Beginning at the line that contains "of the ballot" and continuing through the end of the items, rewrite those lines with "illustration" renamed to "drawing" and nothing else altered.
>> begin Dataset
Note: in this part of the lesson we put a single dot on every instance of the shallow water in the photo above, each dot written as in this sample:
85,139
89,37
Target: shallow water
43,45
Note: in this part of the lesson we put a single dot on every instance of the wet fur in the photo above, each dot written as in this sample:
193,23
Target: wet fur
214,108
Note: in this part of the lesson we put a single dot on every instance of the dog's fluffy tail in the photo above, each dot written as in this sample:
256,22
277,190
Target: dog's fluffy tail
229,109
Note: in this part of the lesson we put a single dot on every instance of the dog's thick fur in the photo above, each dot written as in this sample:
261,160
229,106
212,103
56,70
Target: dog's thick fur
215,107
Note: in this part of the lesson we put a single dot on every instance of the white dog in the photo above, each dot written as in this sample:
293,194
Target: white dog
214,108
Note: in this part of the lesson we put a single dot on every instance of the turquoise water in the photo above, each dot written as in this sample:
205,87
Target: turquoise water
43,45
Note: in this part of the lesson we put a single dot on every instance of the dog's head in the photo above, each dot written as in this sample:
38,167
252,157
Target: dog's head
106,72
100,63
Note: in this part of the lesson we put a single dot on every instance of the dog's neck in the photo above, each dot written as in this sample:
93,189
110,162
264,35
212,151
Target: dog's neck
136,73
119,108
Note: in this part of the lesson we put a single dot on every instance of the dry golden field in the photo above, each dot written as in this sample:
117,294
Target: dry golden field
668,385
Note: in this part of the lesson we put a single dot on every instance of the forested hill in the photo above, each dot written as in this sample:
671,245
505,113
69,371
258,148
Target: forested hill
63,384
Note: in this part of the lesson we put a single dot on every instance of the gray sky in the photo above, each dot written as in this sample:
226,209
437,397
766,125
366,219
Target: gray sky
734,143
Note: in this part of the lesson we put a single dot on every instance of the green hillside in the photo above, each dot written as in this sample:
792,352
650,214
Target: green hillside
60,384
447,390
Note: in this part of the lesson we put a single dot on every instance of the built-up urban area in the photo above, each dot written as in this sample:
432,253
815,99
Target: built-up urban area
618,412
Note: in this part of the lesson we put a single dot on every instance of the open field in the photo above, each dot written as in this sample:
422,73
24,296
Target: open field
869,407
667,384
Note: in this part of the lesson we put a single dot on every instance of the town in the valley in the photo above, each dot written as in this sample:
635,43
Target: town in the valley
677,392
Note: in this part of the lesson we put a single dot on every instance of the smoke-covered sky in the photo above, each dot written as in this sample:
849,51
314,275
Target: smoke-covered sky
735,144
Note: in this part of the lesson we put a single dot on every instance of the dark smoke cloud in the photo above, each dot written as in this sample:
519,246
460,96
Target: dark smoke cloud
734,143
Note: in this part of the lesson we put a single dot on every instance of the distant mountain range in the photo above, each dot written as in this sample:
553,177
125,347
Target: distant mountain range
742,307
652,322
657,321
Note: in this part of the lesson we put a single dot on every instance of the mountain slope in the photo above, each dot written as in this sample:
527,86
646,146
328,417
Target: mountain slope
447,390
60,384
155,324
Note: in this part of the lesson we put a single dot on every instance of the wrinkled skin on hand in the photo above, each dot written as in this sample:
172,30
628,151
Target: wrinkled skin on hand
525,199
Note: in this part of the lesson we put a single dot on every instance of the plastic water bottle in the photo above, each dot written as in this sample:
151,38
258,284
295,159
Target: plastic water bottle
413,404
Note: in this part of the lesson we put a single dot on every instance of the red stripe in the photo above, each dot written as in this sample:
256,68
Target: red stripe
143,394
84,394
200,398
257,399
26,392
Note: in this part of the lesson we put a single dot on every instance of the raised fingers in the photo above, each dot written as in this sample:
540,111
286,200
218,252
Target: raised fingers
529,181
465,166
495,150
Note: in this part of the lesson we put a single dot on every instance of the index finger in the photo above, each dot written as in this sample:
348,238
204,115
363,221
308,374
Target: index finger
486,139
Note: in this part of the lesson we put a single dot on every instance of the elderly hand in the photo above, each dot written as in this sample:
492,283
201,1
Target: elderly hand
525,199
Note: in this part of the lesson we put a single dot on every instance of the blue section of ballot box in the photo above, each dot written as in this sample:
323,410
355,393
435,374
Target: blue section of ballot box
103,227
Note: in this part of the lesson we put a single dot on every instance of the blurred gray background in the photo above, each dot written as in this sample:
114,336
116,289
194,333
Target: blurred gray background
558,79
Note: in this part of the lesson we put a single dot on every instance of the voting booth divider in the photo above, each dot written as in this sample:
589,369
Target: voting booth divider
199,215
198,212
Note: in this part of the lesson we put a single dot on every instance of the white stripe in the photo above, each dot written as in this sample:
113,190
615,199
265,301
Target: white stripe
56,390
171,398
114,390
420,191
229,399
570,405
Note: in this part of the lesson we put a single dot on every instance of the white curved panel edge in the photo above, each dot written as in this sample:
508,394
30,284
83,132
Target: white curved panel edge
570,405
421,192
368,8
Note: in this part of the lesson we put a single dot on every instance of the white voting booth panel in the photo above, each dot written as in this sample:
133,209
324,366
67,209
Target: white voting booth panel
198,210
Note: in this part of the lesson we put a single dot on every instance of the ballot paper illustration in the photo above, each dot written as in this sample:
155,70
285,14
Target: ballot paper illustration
>> end Dataset
**Task response**
Note: in this part of the lesson we put a single dot on every instance of the ballot paper drawing in the photo above, each dot written as in this sample:
155,70
285,14
Target: ballot paper drawing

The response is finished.